DATA FOR THIS TASK
— Start —

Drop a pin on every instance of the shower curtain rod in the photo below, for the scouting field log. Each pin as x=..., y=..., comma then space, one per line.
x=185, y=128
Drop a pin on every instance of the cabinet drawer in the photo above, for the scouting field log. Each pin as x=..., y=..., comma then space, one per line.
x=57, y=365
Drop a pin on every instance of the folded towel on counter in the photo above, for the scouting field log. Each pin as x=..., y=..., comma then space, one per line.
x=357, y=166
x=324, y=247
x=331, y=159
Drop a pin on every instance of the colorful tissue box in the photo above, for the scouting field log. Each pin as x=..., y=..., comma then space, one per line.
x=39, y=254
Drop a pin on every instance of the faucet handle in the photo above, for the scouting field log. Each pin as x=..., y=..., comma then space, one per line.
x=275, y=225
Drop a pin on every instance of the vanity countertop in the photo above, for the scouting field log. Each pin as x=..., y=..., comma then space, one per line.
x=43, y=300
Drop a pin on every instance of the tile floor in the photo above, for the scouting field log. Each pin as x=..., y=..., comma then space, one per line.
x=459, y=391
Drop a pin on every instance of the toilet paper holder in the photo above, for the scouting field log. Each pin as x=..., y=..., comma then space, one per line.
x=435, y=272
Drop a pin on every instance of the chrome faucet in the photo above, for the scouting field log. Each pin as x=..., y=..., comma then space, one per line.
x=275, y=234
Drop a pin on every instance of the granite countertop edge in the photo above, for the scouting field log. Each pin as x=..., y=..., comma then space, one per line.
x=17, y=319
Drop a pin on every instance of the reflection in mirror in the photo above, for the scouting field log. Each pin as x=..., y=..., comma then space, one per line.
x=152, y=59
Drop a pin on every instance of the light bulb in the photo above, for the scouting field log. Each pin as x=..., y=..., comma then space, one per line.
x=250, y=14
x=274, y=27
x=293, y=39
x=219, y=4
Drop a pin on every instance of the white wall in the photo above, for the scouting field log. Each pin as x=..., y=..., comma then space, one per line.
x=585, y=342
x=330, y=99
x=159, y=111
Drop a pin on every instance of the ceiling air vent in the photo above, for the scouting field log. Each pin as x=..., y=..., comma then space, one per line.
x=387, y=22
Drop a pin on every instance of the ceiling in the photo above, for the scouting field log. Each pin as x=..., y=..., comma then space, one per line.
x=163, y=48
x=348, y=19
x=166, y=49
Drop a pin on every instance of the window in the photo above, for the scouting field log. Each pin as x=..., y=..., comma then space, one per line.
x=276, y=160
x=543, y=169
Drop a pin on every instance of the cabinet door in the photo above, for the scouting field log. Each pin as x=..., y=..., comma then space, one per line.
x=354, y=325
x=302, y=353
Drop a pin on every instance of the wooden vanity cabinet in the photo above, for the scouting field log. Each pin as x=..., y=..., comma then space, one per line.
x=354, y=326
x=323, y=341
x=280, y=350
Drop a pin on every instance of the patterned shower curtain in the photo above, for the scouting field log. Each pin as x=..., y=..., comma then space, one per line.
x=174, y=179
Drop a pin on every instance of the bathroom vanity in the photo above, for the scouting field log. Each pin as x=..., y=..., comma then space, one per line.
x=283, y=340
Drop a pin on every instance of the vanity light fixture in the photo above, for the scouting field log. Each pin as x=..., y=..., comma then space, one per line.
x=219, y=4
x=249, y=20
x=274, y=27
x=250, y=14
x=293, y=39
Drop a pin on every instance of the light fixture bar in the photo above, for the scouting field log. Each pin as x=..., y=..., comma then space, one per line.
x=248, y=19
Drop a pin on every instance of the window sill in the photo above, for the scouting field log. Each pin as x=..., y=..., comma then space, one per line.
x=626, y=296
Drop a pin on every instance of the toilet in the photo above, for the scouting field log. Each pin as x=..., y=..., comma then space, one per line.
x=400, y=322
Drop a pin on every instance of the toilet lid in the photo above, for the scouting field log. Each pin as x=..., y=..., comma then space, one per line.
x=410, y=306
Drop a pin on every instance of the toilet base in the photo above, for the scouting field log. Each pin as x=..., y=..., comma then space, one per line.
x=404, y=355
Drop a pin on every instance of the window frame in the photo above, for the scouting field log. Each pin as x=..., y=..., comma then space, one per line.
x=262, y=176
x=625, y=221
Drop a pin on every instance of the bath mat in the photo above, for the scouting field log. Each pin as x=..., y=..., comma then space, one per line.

— End —

WORK INSTRUCTIONS
Can you copy all of the material above word for word, keeping every line in its original order?

REPLY TO THE TASK
Drop a pin on every instance of the shower curtain rod in the photo below, for the scouting field log. Each pin as x=..., y=..., comma then space, one per line.
x=185, y=128
Drop a pin on every instance of the cabinet drawer in the photo above, for the scouting field log. Each pin as x=..., y=..., comma then space, one per line.
x=57, y=365
Drop a pin on every instance of the folded towel on counter in the photo above, for the scouting field log. Each pin as x=..., y=..., comma then space, one per line.
x=357, y=166
x=324, y=247
x=331, y=159
Drop a pin on every instance of the colorful tissue box in the photo above, for the scouting field log. Each pin as x=..., y=..., comma then space, one per line.
x=39, y=254
Drop a pin on every instance of the faucet handle in the photo above, for the scouting field log. Each pin as x=..., y=..., comma then space, one per line.
x=275, y=225
Drop a pin on every instance of the vanity countertop in the photo above, for the scouting field log. Each pin as x=..., y=..., comma then space, one per line.
x=43, y=300
Drop a pin on every instance of the tile floor in the photo above, for the scouting field log. Each pin as x=..., y=..., comma then space, one per line.
x=459, y=391
Drop a pin on every instance of the toilet paper holder in the photo above, for the scouting field log. Each pin as x=..., y=..., comma then space, one per line.
x=435, y=272
Drop a pin on every instance of the chrome faucet in the photo above, for the scouting field log. Each pin as x=..., y=..., comma then space, one per line.
x=275, y=234
Drop a pin on every instance of the granite countertop edge in the photo above, for the scouting field log. Each pin as x=..., y=..., comma then space, one per line.
x=17, y=319
Drop a pin on every instance of the reflection in mirror in the photo above, for the scouting field log. Each pin as x=..., y=..., comma then space, one per line.
x=152, y=59
Drop a pin on every instance of the light bulb in the photo above, for the scouting field log. Each pin as x=..., y=..., comma then space, one per line.
x=250, y=14
x=274, y=27
x=293, y=39
x=219, y=4
Drop a pin on every instance of the white wall in the photo above, for the scouting field log. Each pin as x=..., y=..., comma then space, one per line.
x=585, y=342
x=330, y=99
x=159, y=111
Drop a pin on every instance of the ceiling air vent in the photo above, for the scouting field log. Each pin as x=..., y=..., comma then space, one per line.
x=387, y=22
Drop a pin on every instance of the ceiling in the photo above, for the scouting field log. Each pin as x=..., y=..., comma then space, one per line.
x=163, y=48
x=348, y=19
x=166, y=49
Drop a pin on every instance of the window in the photo above, for the scouting field log. Each pin as x=..., y=..., comma then space, one per line.
x=276, y=160
x=543, y=169
Drop a pin on every instance of the cabinet door in the photo above, for the scouting field log. Each pin as x=..., y=..., comma then space, one per line.
x=354, y=325
x=302, y=353
Drop a pin on every instance of the wooden vanity cabinet in the photo above, for the scouting field log. Each pin as x=..., y=..., comma then space, one per line.
x=354, y=326
x=323, y=341
x=280, y=350
Drop a pin on every instance of the patterned shower curtain in the photo above, for the scouting field log. Each pin as x=..., y=..., comma then space, one per line.
x=174, y=179
Drop a pin on every instance of the bathroom vanity in the photo above, for the scouting field log. Each pin as x=..., y=..., comma then space, one per line.
x=283, y=340
Drop a pin on every instance of the vanity light fixture in the photo above, for the scouting field log. Each pin as x=..., y=..., comma then space, one per line.
x=219, y=4
x=249, y=20
x=274, y=27
x=250, y=14
x=293, y=39
Drop a pin on every instance of the light fixture bar in the photo above, for the scouting field log. Each pin as x=..., y=..., comma then space, one per line.
x=248, y=19
Drop a pin on every instance of the window sill in the photo above, for the scouting field log. Each pin as x=..., y=..., comma then space, one per line.
x=626, y=296
Drop a pin on every instance of the toilet in the photo above, for the scouting field log. Each pin as x=..., y=..., comma then space, one per line.
x=400, y=322
Drop a pin on every instance of the toilet lid in the photo above, for the scouting field log. Each pin as x=..., y=..., comma then space, one per line.
x=410, y=306
Drop a pin on every instance of the toilet base in the photo above, for the scouting field log. Each pin as x=..., y=..., comma then space, one per line.
x=404, y=355
Drop a pin on every instance of the window frame in the photo above, for the scouting field log. Each pin as x=..., y=..., comma then space, one per line.
x=262, y=176
x=625, y=221
Drop a pin on every instance of the bath mat in the photo above, for the scouting field log. Each pin as x=..., y=..., comma then space, one per line.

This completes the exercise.